++++ SELECTION

Once you have synced everything you want to through the Special Folders preferences, you can explore the sharing and remote functions of your Transporter private cloud.
Sharing From Your Transporter Private Cloud
This is where the rubber hits the road on this unit. Thanks to Sam, I was able to get some good feedback on the end-user experience for those who don’t own a Transporter.
The Transporter can host files for sharing with those who don’t have their own Transporter or Transporter Sync units. Obviously, you wouldn’t want to demand that your clients buy hardware just so you can share files with them. This is why I decided to try the Transporter, so I was itching to find out how to do this.
Sharing a Single Document
Sharing a single document is fairly straight forward. You simply right click (or ctrl+click) on a file in the Transporter folder and use the contextual menu to create a link to the document. The link is then automatically copied to your clipboard so you can paste it into an email. Easy enough.
However, for those that receive the document, things get a bit clunky. The recipient is first asked to download and install the Transporter Downloader software. Here’s the notice that pops up in the recipient’s web browser:
Once the program is installed and the download completes, this is what the recipient will see:
While this seems simple, the resulting screen does not let the recipient simply open the file with a double-click. To find out where the file is, he or she has to click on the small settings button (the light switch above, on a Mac) to find out where the app is saving files, then navigate to that folder to get the file.
Sharing a Folder
The sharing of a folder is a bit more complicated on both ends. As the sharer, you can either use the Management Console or create a shared folder from the desktop software (either through the Transporter Folder contextual menu or the software itself). In either case, you are taken to the web interface to go through a few steps before you can share the folder and anything in it.
Once in the web interface, you will be asked to name the folder and give it a description. Once you do this, the folder shows up in your Transporter folder and you can fill it with the files you want to share. (Or if you share a folder already synced to your Transporter, it will already have files in it.) Once you create the shared folder, you have to invite those with whom you wish to share. If they already have a Transporter account set up, you can find them by name or email. Otherwise, click on the “Tell Your Friends” button in the Add/Remove People dialog box and add them by email.
Assuming you are inviting them for the first time, the recipient will get an email stating that you have shared a folder and that they will have to open a Transporter account:
I believe that this is done for security purposes (similarly, you need a Dropbox account to sync files through Dropbox). Once they have an account, they will then have their own Transporter folder with your shared folder in it. At that point, any changes to documents in that shared folder or any additions to that folder, will be available to all that were invited to share it.

++++++++
++++ RECORD EXCERPTS

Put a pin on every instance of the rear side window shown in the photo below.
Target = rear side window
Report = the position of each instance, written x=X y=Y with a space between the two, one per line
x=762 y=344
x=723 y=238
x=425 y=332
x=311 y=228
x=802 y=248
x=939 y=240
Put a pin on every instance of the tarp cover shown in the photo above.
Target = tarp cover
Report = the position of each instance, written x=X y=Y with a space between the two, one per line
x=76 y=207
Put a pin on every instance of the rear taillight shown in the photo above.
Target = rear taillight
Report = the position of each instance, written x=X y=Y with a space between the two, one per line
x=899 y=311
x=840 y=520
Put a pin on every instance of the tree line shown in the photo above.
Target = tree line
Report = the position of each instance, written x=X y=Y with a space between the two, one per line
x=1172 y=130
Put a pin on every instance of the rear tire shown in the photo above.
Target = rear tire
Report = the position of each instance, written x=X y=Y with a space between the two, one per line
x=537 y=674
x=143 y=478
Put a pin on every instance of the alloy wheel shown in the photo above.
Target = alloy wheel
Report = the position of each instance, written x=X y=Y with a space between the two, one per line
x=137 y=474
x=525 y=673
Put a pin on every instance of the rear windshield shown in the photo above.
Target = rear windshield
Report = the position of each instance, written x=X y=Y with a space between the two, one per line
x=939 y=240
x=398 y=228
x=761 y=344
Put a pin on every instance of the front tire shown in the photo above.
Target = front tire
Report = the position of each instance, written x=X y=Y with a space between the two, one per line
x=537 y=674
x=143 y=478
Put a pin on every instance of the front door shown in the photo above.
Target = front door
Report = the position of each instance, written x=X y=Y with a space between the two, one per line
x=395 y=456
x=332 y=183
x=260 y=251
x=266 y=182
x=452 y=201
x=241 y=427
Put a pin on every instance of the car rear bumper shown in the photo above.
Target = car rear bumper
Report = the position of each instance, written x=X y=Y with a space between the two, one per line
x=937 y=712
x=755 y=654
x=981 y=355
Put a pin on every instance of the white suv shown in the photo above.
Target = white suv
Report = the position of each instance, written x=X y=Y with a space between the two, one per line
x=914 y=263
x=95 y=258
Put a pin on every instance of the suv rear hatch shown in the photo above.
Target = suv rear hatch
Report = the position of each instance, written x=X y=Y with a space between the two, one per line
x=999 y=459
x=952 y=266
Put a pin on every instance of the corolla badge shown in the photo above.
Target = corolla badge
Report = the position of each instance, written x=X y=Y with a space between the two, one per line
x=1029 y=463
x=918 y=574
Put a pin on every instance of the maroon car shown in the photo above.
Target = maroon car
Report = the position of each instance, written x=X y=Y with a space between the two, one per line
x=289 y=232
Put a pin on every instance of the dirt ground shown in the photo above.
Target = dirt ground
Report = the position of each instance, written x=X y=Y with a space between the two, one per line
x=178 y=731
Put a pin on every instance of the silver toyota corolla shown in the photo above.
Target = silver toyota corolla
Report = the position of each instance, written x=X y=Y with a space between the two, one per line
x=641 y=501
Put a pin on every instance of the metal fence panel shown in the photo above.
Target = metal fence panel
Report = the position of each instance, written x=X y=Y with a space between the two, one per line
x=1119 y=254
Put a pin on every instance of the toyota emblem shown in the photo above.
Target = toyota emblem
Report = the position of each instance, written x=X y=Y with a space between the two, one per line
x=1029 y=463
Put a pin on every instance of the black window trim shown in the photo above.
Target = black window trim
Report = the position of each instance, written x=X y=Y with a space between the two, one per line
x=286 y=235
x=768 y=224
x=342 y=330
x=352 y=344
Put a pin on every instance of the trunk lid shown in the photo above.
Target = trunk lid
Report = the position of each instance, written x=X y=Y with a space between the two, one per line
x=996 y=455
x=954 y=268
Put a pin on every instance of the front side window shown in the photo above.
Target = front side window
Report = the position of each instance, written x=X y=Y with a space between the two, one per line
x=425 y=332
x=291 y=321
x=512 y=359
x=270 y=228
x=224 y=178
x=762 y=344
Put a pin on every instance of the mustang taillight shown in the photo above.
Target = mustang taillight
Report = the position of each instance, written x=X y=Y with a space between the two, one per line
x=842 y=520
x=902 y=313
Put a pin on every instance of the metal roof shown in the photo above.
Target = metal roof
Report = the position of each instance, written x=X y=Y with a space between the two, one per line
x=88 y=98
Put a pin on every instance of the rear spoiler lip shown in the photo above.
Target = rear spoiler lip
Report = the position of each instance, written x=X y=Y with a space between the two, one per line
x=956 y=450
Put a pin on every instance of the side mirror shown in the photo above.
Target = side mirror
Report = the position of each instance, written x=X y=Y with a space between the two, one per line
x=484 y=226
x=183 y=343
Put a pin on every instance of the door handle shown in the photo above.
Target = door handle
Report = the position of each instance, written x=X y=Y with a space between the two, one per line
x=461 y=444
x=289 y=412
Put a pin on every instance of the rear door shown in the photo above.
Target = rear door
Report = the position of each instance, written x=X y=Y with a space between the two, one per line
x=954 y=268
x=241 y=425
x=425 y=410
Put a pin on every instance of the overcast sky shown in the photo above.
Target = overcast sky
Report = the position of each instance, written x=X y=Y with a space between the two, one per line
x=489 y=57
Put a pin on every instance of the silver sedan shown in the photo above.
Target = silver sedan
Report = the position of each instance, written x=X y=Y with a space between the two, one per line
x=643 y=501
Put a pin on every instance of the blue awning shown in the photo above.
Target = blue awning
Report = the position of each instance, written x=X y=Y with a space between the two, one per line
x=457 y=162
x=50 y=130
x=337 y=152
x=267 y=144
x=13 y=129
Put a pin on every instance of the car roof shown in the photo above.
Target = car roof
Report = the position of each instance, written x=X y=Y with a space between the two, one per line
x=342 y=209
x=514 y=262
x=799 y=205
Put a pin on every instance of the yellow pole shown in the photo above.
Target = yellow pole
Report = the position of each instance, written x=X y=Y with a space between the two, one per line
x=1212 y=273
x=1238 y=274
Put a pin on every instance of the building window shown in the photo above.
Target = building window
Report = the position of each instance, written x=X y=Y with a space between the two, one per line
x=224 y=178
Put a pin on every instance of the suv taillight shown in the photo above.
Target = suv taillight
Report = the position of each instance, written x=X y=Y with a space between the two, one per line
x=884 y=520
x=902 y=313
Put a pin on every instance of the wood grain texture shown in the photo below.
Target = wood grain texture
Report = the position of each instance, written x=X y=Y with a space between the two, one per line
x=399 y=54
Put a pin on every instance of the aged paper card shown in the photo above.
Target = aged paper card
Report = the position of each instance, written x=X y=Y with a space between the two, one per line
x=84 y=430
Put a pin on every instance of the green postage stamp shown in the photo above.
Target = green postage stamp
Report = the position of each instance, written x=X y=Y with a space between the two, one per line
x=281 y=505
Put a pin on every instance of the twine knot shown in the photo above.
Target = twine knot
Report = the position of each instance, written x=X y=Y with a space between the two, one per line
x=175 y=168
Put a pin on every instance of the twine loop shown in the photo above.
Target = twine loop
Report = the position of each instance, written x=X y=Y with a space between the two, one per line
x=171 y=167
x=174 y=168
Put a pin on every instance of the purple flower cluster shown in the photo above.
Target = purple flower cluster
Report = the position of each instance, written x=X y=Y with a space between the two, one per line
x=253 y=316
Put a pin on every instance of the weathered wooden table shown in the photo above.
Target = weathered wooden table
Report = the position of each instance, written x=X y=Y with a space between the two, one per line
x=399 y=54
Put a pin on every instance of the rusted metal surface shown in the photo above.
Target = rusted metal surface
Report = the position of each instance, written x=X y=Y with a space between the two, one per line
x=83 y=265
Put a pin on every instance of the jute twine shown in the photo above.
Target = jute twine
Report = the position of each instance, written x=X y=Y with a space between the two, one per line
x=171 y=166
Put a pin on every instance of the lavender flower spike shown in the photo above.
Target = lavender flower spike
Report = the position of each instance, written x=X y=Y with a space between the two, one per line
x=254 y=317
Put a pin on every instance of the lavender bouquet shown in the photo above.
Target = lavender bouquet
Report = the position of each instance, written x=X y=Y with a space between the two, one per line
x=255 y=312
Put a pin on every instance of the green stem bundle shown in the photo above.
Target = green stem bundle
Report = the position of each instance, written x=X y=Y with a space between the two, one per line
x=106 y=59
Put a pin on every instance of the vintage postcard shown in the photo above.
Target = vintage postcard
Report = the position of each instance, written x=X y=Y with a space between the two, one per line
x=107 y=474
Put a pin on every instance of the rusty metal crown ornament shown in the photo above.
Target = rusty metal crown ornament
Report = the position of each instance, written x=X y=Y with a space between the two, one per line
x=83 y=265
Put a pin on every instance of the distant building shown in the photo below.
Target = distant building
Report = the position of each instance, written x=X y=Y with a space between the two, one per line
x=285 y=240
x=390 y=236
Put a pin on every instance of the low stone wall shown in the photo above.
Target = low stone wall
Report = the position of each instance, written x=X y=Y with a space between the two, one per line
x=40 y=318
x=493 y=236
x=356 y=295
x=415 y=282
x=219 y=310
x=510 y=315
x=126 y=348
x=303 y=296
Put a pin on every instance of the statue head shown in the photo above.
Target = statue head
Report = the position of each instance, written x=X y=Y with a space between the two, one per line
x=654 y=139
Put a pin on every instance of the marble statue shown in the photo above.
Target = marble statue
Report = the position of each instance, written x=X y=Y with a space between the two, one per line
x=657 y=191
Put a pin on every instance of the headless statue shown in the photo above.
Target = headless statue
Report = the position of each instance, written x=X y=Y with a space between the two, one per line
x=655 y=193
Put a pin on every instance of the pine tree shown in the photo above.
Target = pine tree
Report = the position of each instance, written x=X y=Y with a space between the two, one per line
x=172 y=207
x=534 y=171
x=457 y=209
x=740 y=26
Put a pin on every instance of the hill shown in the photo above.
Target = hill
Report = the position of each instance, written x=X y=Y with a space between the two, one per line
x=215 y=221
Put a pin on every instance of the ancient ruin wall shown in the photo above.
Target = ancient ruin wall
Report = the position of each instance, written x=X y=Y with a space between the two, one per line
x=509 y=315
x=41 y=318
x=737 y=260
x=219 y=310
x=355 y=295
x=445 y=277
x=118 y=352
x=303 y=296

++++++++

__STATED GOAL__: Rewrite the Transporter sharing text from "The Transporter can" up to and including "to do this.", replacing "hardware" with "equipment".

__TASK RESULT__:
The Transporter can host files for sharing with those who don’t have their own Transporter or Transporter Sync units. Obviously, you wouldn’t want to demand that your clients buy equipment just so you can share files with them. This is why I decided to try the Transporter, so I was itching to find out how to do this.